Task statement — Please copy each line from the entries that contains the string "included".

Material for this exercise —
────────

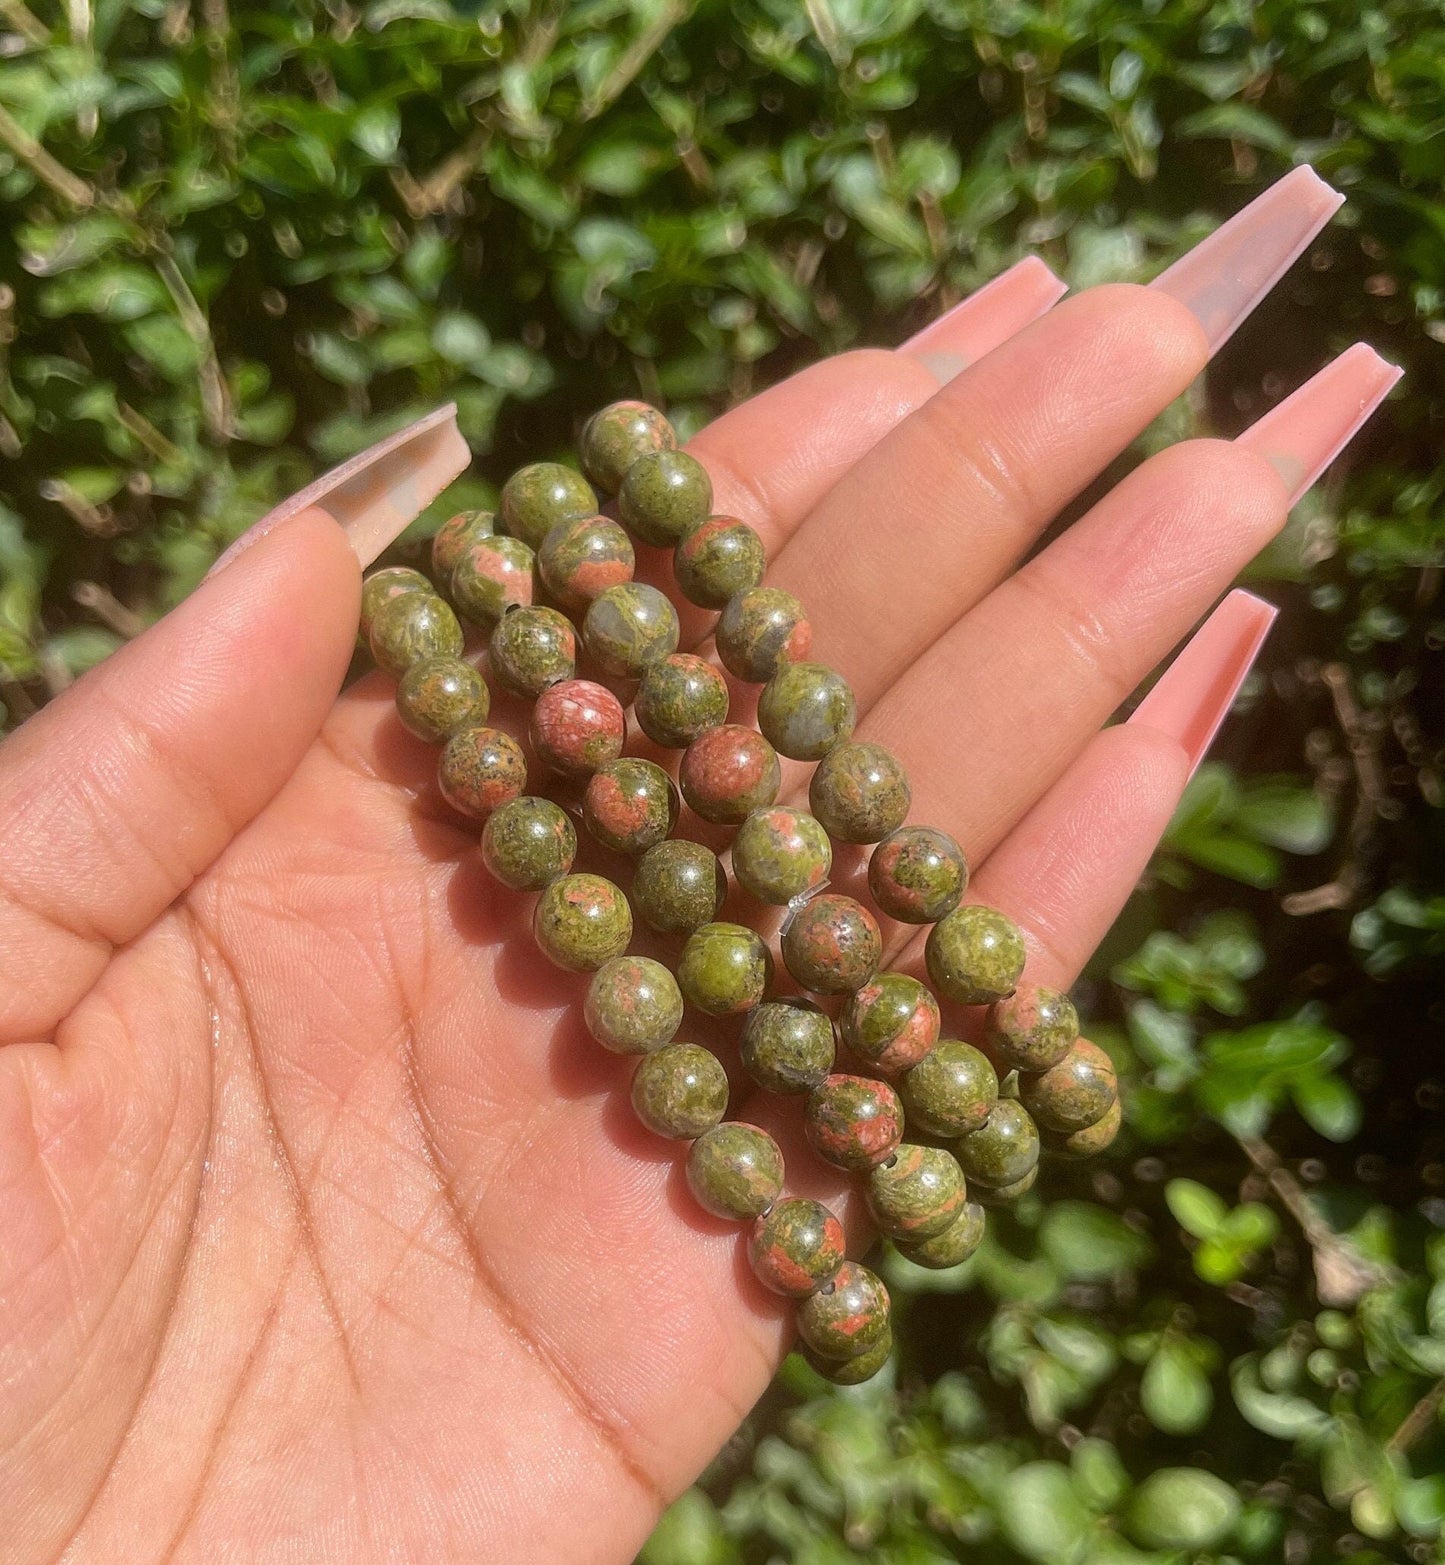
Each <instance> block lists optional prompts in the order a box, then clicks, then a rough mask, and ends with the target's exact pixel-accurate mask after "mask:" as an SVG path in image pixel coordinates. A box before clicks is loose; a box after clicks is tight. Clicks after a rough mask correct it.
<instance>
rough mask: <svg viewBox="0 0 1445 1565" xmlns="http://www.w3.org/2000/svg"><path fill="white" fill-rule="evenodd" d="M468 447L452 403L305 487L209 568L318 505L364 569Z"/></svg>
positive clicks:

────────

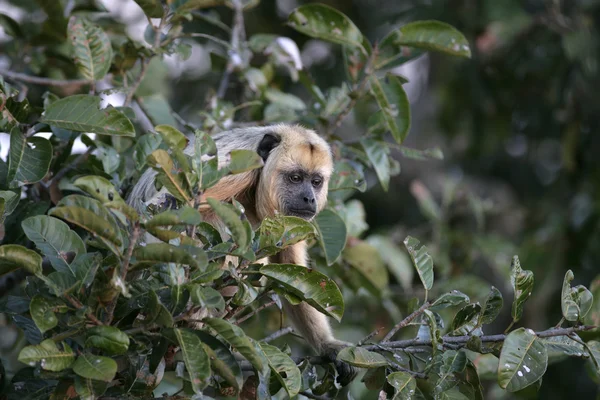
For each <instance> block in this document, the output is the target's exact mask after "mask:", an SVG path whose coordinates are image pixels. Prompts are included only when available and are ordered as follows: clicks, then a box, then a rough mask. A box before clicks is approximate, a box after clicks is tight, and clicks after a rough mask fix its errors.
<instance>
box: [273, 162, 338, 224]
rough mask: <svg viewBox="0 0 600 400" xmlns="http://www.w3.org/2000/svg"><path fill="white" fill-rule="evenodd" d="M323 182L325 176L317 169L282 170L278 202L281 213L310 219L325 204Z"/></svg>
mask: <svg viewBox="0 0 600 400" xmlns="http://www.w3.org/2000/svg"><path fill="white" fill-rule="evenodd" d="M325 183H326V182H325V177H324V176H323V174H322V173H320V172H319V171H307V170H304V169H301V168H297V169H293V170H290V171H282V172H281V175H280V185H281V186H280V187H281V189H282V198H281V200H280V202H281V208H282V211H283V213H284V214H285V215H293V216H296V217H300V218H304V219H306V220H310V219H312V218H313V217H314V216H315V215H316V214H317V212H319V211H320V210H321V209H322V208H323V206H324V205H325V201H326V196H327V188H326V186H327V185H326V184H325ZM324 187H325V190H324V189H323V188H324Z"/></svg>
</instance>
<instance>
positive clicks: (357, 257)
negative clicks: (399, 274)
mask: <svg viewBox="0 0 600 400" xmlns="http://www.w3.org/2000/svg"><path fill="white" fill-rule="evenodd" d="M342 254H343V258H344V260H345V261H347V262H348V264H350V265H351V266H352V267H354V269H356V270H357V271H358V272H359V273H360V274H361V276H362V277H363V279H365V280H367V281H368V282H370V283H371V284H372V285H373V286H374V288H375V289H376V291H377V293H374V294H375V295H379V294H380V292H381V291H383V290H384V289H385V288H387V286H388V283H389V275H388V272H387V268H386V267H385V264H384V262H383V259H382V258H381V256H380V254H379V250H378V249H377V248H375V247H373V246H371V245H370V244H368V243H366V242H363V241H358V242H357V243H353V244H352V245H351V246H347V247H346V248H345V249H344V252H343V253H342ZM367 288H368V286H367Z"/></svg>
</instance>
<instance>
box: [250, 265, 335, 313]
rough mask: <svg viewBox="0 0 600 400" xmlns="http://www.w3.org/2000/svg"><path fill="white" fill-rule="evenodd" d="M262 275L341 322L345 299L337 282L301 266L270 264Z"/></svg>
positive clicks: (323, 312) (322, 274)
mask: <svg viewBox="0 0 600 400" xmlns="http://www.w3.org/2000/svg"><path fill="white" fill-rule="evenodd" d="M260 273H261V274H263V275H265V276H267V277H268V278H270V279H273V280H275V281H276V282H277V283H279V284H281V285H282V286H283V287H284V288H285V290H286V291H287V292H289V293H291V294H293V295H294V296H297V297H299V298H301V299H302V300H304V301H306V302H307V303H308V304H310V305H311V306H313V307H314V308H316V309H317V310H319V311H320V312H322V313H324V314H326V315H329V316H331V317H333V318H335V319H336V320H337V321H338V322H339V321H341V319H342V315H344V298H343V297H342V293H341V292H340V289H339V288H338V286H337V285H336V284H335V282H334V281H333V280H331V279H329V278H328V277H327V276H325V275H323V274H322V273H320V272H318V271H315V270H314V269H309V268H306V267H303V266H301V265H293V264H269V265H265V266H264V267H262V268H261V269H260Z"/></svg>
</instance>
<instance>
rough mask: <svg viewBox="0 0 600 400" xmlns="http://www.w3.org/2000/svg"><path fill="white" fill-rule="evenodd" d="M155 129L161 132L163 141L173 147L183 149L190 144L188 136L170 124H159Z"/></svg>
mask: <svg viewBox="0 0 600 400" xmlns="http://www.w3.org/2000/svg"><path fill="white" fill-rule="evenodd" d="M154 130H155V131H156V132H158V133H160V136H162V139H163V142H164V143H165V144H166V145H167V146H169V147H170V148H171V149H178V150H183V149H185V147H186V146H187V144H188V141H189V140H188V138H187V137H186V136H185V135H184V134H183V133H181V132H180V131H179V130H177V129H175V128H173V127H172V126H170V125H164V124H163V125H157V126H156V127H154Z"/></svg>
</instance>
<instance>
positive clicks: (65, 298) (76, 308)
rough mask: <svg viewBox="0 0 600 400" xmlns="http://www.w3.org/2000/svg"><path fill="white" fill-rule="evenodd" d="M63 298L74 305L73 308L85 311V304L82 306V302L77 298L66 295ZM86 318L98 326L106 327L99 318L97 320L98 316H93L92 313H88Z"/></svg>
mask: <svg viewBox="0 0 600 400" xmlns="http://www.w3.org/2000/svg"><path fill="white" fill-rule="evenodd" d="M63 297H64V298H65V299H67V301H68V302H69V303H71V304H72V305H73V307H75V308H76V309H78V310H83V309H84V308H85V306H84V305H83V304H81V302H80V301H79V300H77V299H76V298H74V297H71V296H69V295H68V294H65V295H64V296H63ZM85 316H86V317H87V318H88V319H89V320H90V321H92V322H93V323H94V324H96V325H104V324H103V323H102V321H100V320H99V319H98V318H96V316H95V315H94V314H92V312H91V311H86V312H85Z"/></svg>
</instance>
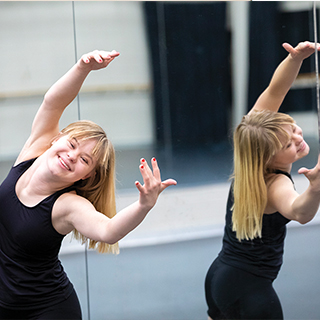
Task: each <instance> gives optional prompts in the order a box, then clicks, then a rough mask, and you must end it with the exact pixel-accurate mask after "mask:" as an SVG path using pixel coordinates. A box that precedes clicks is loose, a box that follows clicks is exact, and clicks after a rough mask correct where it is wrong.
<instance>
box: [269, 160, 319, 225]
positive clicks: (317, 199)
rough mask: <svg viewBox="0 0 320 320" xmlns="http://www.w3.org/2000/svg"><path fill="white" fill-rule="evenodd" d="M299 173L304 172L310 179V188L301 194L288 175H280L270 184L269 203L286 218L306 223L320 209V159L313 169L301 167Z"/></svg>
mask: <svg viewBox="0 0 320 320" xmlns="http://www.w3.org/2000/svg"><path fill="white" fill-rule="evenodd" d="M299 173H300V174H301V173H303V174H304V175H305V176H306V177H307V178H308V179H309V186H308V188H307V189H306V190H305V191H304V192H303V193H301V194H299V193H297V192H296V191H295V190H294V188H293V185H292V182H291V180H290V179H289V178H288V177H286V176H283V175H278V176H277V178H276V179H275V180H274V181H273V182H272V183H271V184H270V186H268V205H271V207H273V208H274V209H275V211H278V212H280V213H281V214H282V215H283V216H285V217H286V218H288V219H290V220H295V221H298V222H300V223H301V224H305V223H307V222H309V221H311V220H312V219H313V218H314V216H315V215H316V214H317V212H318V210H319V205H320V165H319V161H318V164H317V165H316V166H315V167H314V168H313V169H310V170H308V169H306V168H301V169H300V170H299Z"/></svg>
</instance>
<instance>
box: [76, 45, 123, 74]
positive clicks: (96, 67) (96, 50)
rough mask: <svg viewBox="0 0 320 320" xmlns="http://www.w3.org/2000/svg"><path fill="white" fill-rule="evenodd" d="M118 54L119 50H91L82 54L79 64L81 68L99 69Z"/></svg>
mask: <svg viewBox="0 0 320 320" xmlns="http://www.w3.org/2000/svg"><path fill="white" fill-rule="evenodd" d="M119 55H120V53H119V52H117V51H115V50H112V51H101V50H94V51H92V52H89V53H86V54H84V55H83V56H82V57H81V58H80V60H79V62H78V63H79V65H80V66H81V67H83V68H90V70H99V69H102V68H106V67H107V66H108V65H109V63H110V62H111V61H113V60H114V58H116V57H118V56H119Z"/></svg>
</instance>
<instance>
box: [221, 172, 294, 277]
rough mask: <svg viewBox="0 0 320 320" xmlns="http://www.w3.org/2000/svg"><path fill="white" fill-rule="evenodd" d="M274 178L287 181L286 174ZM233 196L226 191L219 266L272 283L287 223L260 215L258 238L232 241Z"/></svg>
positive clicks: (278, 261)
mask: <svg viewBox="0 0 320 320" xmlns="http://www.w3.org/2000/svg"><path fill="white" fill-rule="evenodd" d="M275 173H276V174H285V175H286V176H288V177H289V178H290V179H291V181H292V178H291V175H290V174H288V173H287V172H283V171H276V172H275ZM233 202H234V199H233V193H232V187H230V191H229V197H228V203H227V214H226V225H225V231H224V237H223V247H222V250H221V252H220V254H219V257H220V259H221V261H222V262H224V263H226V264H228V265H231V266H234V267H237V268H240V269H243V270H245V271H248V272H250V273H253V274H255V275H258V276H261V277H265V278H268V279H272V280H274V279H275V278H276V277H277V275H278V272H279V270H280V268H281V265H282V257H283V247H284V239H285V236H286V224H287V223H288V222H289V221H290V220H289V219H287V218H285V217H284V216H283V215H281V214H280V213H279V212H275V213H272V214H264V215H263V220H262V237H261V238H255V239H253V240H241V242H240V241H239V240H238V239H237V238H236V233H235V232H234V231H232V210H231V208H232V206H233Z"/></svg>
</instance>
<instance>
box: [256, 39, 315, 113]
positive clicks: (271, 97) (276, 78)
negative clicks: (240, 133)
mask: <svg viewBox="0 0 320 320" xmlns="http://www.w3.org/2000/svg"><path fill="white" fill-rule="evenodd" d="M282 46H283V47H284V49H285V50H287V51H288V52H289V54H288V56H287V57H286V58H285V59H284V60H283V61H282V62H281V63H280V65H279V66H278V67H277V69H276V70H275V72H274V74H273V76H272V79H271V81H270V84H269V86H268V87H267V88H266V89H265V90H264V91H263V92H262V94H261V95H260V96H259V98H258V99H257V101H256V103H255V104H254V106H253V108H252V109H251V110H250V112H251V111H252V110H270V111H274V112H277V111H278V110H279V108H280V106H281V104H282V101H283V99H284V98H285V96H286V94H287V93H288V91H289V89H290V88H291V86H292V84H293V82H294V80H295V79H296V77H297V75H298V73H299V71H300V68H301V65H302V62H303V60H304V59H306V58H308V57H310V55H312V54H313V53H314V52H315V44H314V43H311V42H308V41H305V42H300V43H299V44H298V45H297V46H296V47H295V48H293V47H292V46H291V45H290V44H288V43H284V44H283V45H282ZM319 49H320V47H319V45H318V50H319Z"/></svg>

────────

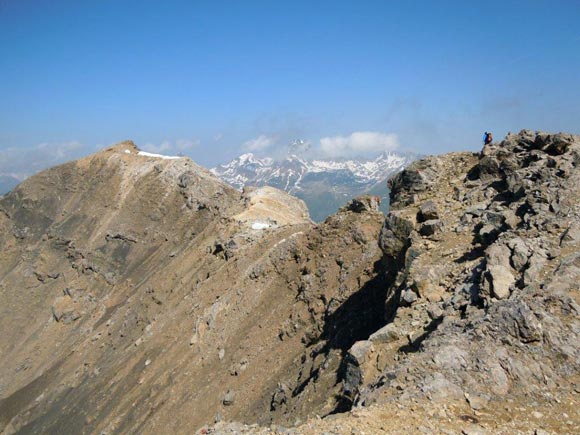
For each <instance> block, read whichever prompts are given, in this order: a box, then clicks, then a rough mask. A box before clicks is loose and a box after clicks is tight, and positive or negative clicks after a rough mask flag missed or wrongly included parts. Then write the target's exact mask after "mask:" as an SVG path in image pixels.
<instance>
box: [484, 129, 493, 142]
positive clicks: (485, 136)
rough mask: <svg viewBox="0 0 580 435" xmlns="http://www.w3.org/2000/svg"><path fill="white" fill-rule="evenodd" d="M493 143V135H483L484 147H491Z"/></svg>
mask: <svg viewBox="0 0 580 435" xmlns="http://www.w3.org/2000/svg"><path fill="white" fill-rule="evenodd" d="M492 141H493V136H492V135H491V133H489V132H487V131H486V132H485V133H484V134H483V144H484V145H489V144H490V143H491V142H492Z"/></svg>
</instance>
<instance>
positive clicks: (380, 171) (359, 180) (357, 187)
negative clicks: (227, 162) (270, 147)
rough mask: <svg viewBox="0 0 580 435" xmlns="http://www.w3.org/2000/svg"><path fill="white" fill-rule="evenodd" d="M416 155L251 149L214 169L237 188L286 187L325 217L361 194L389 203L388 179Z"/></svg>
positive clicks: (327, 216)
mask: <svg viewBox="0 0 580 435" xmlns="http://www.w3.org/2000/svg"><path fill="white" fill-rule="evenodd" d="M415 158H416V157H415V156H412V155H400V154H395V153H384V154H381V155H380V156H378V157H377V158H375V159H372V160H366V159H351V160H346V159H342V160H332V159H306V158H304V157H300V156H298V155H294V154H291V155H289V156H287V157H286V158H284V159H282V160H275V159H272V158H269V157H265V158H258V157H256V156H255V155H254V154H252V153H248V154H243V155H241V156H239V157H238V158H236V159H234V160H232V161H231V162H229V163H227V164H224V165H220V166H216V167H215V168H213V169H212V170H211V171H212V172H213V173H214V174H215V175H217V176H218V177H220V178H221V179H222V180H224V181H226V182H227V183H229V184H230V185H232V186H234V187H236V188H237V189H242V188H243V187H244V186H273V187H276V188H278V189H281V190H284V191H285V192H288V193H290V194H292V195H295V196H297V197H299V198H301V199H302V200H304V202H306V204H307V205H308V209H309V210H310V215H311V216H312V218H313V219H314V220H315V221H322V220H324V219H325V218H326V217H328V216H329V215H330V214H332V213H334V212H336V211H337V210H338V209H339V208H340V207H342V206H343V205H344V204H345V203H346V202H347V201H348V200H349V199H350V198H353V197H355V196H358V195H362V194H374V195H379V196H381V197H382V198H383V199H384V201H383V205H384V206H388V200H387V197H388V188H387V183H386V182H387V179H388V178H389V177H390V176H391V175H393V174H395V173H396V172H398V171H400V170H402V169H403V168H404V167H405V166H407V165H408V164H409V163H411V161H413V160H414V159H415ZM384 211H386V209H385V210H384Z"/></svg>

────────

Completed exercise —
For each <instance> block in this document, the output is the target's exact mask after "mask:", an SVG path whose coordinates are image pixels. Prompts are included only when available and are ordered as follows: clicks, then a box, then a rough mask. A box before clicks is approximate, a box after clicks is tight, and clicks after a rough mask fix its errors.
For each <instance> block, read whichever prompts are given, in this order: a box, then clicks, then a rough mask. A box before clicks is loose and a box after clicks is tight, and positive or negative clicks after a rough mask flag missed or wrongly included parts. Then write the target's exact mask after "mask:" as an SVG path in image pixels.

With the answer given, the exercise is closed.